#### [Selected text]
>> Begin

My question that in multivariable calculus the implicit function theorem states that:
if $F(x,y)$ and $y=f(x)$, $$\frac{dy}{dx}=-\frac{\frac{\partial }{\partial x}\left(F\right)}{\frac{\partial }{\partial y}\left(F\right)}$$
I have a $2$ problems with this
$1-$ $F(x,y)$ $and$ $y=f(x)$ so his means that the function $F$ is a function of one variable which is $x$
$2-$ while we were computing $partial$ $derivatives$ we treated $y$ and $x$ as two independent variables although that $y$ changes as $x$ changes but while doing the $partial$ $derivatives$ w.r.t $x$ we treated $y$ and $x$ as two independent varaibles and considered $y$ as a constant
The function $F$ is by definition a function of two variables $x$ and $y$. It is trivial that we can take two partial derivatives of it.

>> End

#### [Recorded information]

>> Begin

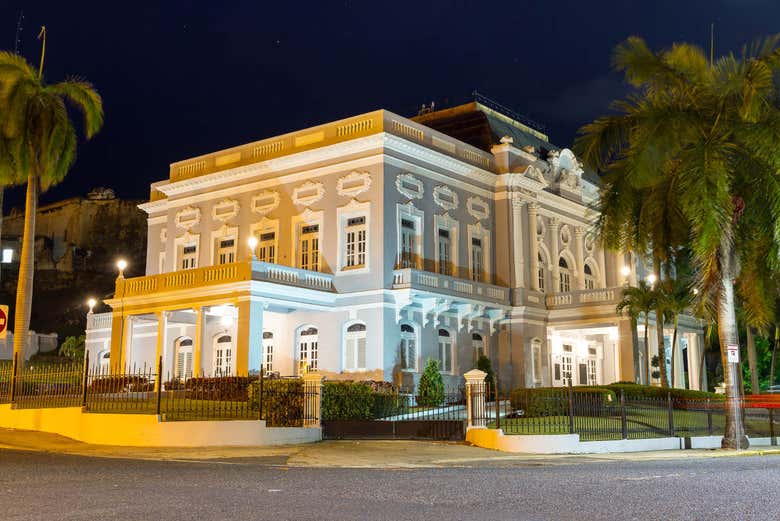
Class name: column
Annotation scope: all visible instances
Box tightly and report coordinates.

>> End
>> Begin

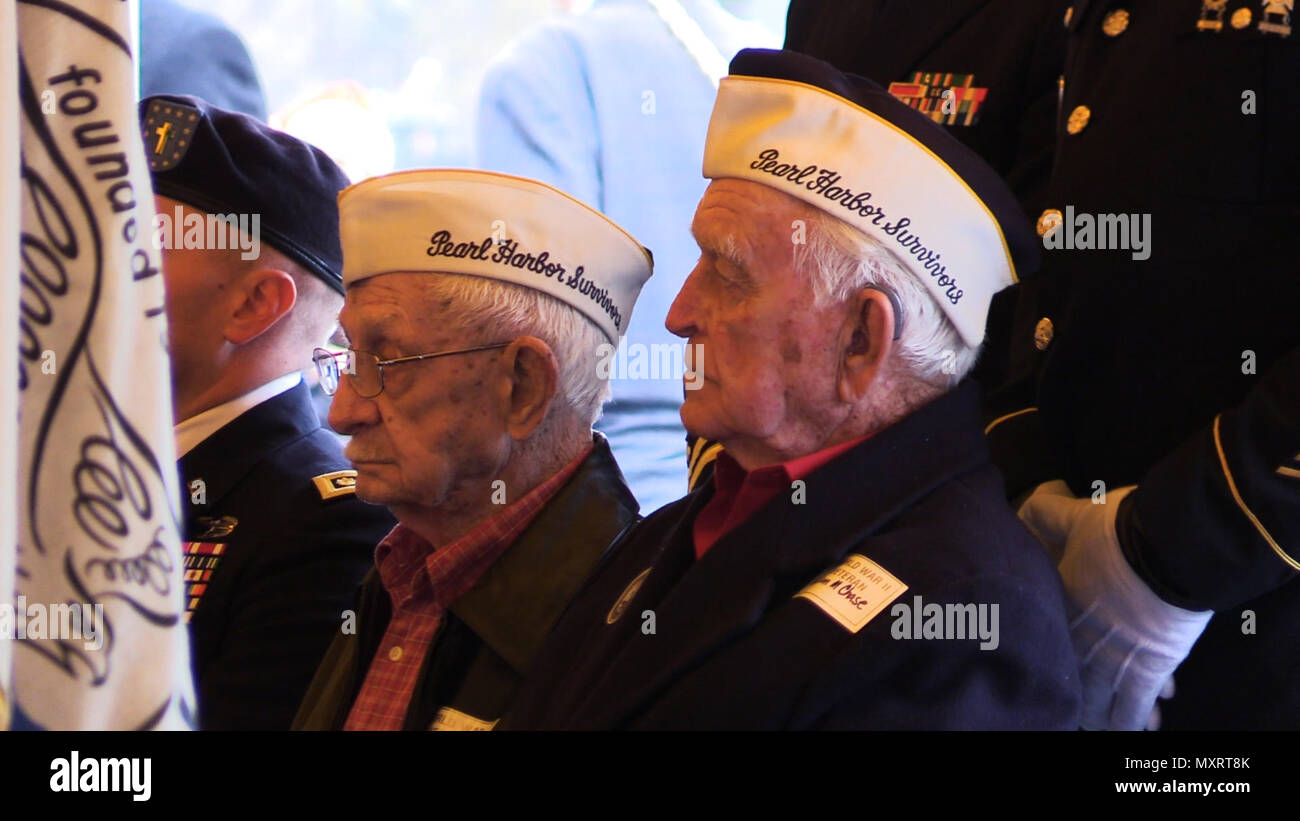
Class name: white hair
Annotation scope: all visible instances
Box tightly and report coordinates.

>> End
>> Begin

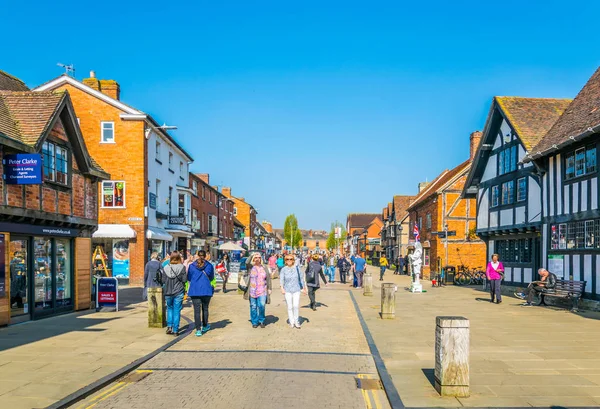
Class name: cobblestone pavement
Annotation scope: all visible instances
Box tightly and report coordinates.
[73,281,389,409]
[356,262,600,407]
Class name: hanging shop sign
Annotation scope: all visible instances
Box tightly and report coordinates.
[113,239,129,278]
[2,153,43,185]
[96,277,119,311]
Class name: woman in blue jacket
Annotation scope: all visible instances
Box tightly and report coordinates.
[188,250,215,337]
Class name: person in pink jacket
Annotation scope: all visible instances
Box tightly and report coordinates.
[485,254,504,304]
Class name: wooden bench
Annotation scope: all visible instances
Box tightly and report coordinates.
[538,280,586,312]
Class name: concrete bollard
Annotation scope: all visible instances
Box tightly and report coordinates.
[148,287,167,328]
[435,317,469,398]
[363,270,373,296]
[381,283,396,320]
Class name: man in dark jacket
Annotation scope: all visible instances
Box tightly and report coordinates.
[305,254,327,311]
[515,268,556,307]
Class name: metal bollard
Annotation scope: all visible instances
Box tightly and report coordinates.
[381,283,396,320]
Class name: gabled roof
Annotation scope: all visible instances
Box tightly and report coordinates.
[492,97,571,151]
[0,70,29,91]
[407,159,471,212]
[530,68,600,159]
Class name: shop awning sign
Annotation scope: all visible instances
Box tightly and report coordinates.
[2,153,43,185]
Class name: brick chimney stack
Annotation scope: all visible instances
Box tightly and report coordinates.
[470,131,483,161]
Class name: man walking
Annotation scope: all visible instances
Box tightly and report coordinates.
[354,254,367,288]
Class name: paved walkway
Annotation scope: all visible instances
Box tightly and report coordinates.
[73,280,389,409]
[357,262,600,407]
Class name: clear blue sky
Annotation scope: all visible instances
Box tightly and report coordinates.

>> End

#### [Problems and tasks]
A - Using the implicit function theorem thread, decide whether each statement agrees with it, answering yes or no and quoting the words that settle it. (i) The asker reasons that F is a function of only one variable. (ii) The reply holds that F is a function of two variables by definition. (iii) The reply calls taking two partial derivatives of F difficult.
B - According to the reply in the implicit function theorem thread, why can two partial derivatives of F be taken? Answer in one to three sentences.

#### [Task responses]
A -
(i) Yes: "a function of one variable"
(ii) Yes: "by definition a function of two variables"
(iii) No: "It is trivial that we can take two partial derivatives of it."

B - The reply says that F is by definition a function of two variables, x and y. Because of this, it calls taking a partial derivative of F with respect to each variable trivial.